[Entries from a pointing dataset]

--- begin ---

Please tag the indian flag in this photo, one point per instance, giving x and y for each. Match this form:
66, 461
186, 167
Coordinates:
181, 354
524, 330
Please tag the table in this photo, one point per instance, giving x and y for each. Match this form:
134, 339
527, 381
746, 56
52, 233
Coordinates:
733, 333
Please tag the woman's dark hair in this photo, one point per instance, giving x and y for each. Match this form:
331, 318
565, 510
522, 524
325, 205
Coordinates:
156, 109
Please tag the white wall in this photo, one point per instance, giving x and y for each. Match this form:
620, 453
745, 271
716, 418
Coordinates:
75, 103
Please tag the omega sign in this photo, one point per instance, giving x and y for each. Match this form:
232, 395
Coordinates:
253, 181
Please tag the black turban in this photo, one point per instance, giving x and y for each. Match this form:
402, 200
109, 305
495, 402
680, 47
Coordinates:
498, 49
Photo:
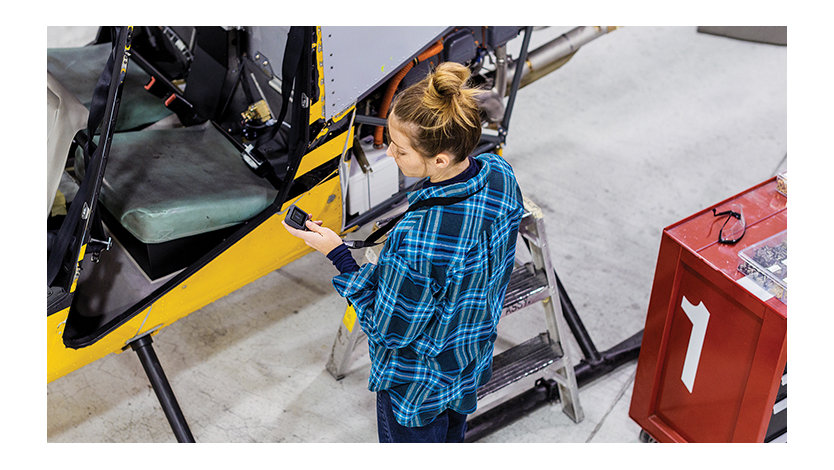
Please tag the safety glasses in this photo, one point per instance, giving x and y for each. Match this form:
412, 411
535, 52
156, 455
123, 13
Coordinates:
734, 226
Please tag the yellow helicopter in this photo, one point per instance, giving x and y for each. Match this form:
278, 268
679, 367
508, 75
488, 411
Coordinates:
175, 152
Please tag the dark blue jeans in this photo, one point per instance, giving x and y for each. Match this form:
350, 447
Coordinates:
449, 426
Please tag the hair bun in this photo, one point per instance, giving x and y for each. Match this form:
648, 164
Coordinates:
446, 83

--- end ---
--- begin ---

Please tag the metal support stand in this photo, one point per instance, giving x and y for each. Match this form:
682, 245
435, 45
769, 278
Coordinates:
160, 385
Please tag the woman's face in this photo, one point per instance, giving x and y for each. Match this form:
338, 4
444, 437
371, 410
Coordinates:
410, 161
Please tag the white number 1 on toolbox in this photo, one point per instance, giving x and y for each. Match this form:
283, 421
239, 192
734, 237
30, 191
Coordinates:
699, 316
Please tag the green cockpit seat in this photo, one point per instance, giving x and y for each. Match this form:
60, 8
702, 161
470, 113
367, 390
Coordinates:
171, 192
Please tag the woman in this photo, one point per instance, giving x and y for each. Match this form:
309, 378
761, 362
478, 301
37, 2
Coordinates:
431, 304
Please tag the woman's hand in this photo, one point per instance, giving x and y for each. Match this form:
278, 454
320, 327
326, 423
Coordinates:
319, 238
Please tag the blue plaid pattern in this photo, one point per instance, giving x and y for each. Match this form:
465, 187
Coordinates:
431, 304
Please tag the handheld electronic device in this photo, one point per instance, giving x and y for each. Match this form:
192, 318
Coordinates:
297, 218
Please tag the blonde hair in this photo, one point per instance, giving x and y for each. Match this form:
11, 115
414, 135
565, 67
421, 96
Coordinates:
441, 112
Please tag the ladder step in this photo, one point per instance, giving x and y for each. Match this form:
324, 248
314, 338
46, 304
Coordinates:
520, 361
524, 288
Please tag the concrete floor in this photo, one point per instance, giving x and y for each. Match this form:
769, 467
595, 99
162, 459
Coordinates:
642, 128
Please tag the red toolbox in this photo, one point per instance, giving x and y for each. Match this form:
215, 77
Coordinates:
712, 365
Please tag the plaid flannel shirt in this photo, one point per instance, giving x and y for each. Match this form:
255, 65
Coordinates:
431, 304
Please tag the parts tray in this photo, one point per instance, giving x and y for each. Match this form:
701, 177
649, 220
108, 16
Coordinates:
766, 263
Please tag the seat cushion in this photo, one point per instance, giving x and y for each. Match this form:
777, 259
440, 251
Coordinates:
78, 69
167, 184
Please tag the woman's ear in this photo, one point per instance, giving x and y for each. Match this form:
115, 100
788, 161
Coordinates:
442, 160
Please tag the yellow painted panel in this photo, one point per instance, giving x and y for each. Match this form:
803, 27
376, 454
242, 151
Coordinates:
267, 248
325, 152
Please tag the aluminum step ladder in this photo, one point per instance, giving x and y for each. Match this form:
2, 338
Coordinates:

--- end ---

→ **The problem**
Could you gather every line in the entries above that contains the string "hair" and copy each one out in full? Treat uppercase and lowercase as different.

→ **Response to this task**
Please tag the woman's dark hair in this photo, one point per instance, giving x and y for each. Match this form:
Please tag the hair bun in this photo, one point per instance, giving x and y for each. Match this form:
Please tag the blonde hair in this photo, one point per instance, giving x and y for each. Match this form:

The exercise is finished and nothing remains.